§ EXERCISE:
From the records below, copy each line in which the string "bordering" occurs.

§ INFORMATION PROVIDED:
Segment Open
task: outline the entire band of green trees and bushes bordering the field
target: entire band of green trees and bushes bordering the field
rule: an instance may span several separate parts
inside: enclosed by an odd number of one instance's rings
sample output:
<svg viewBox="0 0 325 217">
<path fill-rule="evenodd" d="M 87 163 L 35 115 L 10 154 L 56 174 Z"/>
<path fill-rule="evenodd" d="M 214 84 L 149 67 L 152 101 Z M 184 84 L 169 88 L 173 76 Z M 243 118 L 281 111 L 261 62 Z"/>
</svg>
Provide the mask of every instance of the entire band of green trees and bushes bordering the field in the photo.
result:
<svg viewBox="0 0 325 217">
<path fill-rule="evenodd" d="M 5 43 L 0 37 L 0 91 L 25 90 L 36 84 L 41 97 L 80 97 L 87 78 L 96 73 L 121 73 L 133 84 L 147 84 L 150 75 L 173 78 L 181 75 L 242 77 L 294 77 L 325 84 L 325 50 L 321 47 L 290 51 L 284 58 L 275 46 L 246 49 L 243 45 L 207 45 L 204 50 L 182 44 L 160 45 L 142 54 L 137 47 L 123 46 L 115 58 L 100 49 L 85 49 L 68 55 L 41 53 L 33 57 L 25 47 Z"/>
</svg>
Segment Closed
§ WRITTEN RESPONSE:
task: outline the entire band of green trees and bushes bordering the field
target: entire band of green trees and bushes bordering the field
Provide the mask of every instance of the entire band of green trees and bushes bordering the field in the photo.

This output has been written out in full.